▸ **Your task**
Transcribe all of the data exactly. Omit the pictures.

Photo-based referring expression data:
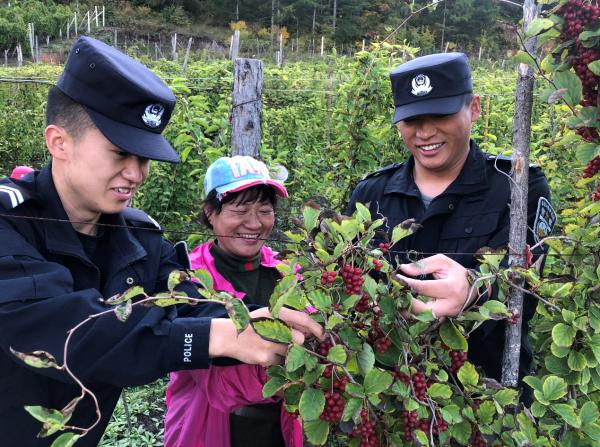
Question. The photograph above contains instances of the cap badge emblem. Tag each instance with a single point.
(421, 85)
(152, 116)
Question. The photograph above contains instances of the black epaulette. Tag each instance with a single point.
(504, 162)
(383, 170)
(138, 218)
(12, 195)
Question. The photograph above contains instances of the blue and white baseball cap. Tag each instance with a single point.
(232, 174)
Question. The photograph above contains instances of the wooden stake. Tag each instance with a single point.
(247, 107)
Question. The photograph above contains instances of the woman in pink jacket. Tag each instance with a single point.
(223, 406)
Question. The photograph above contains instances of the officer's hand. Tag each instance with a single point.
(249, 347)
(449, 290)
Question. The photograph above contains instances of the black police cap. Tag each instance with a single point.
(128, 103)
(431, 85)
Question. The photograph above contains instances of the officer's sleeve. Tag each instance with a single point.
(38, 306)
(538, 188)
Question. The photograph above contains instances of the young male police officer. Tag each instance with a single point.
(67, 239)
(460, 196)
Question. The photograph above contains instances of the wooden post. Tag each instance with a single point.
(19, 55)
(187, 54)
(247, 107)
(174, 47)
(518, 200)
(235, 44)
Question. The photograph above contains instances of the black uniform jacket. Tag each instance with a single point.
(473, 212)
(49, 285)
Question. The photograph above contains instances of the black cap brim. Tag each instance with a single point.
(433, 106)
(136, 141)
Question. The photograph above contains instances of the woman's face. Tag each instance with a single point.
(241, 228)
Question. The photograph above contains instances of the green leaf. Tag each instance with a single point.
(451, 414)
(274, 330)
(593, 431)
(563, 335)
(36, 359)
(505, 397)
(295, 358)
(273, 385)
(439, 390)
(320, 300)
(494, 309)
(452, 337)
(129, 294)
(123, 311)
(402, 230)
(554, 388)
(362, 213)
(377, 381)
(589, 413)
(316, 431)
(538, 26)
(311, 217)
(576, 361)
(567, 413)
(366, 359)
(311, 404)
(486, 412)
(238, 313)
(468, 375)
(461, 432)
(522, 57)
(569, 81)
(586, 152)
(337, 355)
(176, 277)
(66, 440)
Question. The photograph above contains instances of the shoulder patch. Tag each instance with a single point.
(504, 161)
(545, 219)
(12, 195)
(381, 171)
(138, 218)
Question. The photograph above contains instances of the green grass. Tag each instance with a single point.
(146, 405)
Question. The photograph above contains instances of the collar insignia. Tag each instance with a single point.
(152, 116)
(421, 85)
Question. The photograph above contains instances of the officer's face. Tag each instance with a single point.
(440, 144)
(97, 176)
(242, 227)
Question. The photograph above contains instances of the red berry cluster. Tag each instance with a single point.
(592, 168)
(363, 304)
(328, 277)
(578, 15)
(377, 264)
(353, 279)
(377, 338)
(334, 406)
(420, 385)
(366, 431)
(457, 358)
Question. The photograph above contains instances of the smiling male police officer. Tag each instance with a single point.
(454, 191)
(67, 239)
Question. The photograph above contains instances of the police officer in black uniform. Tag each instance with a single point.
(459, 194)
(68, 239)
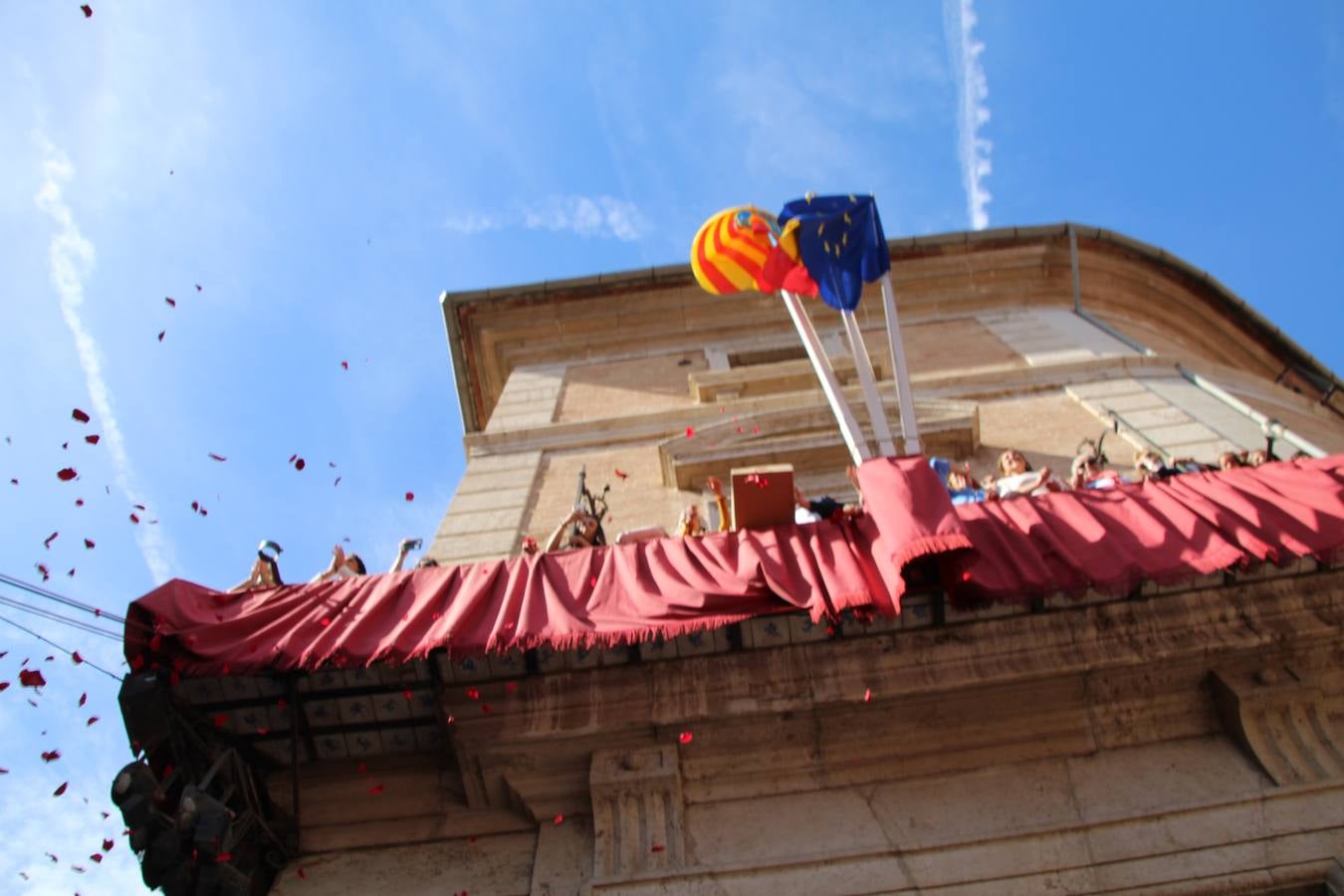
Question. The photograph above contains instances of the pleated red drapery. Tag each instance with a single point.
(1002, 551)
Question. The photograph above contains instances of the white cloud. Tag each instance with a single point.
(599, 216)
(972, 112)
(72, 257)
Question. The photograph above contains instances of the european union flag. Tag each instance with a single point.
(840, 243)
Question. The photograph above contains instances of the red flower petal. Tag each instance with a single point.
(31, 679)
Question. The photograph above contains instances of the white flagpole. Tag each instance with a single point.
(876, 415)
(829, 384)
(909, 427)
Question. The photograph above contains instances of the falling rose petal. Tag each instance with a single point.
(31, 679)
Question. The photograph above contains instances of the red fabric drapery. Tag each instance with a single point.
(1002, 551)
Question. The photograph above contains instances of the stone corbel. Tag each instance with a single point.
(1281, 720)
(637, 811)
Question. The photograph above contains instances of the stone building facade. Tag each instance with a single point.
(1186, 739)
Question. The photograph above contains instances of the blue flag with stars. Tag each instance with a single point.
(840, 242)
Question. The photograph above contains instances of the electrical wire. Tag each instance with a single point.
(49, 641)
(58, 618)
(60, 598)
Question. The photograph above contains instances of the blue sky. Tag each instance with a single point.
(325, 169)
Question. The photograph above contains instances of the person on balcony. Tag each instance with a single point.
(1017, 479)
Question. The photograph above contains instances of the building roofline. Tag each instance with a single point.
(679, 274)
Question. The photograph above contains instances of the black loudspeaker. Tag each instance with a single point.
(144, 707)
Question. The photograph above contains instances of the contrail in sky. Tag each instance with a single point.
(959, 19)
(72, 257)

▸ **Solution to this exercise**
Question. The photograph above contains instances of the cap badge emblem. Tag each instance with a single point.
(421, 85)
(152, 116)
Question. The photograph above contains instances of the black epaulette. Tag each instance with a single point.
(504, 162)
(383, 170)
(138, 218)
(12, 195)
Question. The photograph above contains instances of the blue and white baseball cap. Tag each instance with a single point.
(232, 174)
Question. The photograph above contains instances of the wooden stake. Tag each instance with a single point.
(247, 107)
Question. The photograph above contains instances of the woman in pink jacket. Tag each instance with a single point.
(223, 406)
Question. The photograph above contains instances of the officer's hand. Tag each instance with a single point.
(249, 347)
(449, 290)
Question. The photograph above contains instances of the black police cap. Tag each instance with a single point.
(128, 103)
(431, 85)
Question. The photograph above contains instances of the officer's sleeve. Tag each instance with a single point.
(38, 306)
(538, 188)
Question. The photograph above contains instances of the young male police officer. Tag each instance with a single point.
(67, 239)
(460, 196)
Question. The photograph above contains instances of the wooden post. Tag each instance with a single point.
(19, 55)
(187, 54)
(247, 107)
(174, 47)
(518, 200)
(235, 44)
Question. The photograph above contains instances of the black uniform jacket. Tag each instance with a single point.
(473, 212)
(49, 285)
Question. The photograph above contains instances of the black cap brim. Tag each instance with a single point.
(433, 106)
(136, 141)
Question. The photograph above contains instances of the woman's face. Tag each instance with a single point.
(241, 228)
Question. The photograph above contains instances of the green leaf. Tag each instance with a single point.
(451, 414)
(274, 330)
(593, 431)
(563, 335)
(36, 359)
(505, 397)
(295, 358)
(273, 385)
(439, 390)
(320, 300)
(494, 309)
(452, 337)
(129, 294)
(123, 311)
(402, 230)
(554, 388)
(362, 213)
(377, 381)
(589, 413)
(316, 431)
(538, 26)
(311, 217)
(576, 361)
(567, 413)
(366, 359)
(311, 404)
(486, 412)
(238, 313)
(468, 375)
(461, 432)
(522, 57)
(569, 81)
(586, 152)
(337, 355)
(176, 277)
(66, 440)
Question. The photograph above contains instances of the shoulder patch. Tag each instance with a single point.
(504, 161)
(545, 219)
(12, 195)
(381, 171)
(138, 218)
Question. The photograph above contains instances of the green grass. Tag each instance with a single point.
(146, 405)
Question. The photograph above contains instances of the collar insignia. Tag each instance with a single point.
(152, 116)
(421, 85)
Question. The photograph above contains instances of the officer's face. Tag each instance with a single point.
(440, 144)
(97, 176)
(242, 227)
Question. The photograph above contains instances of the red berry cluster. Tag each instance with a single point.
(592, 168)
(363, 304)
(328, 277)
(578, 15)
(377, 264)
(353, 279)
(377, 338)
(334, 406)
(420, 385)
(366, 431)
(457, 358)
Question. The photograph above contains instances of the smiling male police officer. Tag each instance with a single point.
(454, 191)
(67, 239)
Question. The photograph above contains instances of the police officer in black uniform. Tag each instance with a single point.
(459, 194)
(68, 239)
Question. The photograph above contains instances of the pleated red drapery. Tag each instance with a single point.
(1002, 551)
Question. The photograph above contains instances of the white cloud. Tag each instance with a single point.
(599, 216)
(972, 112)
(72, 257)
Question. The photograph above contains instances of the european union flag. Tag each instance with a single point.
(840, 243)
Question. The photograph above contains instances of the red flower petal. Tag each instance with a single point.
(31, 679)
Question. The photograph above contains instances of the white flagpole. Tag each instance with a single point.
(876, 415)
(829, 384)
(909, 427)
Question. The photograph above contains instances of the falling rose petal. Tag each instance with a single point.
(31, 679)
Question. The photograph above contains instances of the red fabric drapery. Tag each instance with a single point.
(1002, 551)
Question. The photograph above contains instances of the stone corbel. Tag each instance with a single point.
(1281, 720)
(637, 811)
Question. The photograph above contains instances of the stone building facade. Tag each instance with a single point.
(1186, 739)
Question. The photograph above contains instances of the blue flag with stars. Tag each instance with a single point.
(840, 242)
Question. The photograph above contains instances of the electrical wire. Tag each instance with a single point.
(49, 641)
(58, 618)
(60, 598)
Question. The photograph above contains instances of the blue sky. Tag each instance with a single point.
(325, 169)
Question. The photograph above contains instances of the person on balcony. Tag each instance with a single point.
(1017, 479)
Question. The photograph above contains instances of the building roofline. Tag each instance with a single point.
(679, 274)
Question. The photograph above contains instances of the black loudspeaker. Tag each instance with a single point.
(144, 707)
Question. The photograph above contains instances of the contrail in sky. Tag each instance with a single point.
(959, 19)
(72, 257)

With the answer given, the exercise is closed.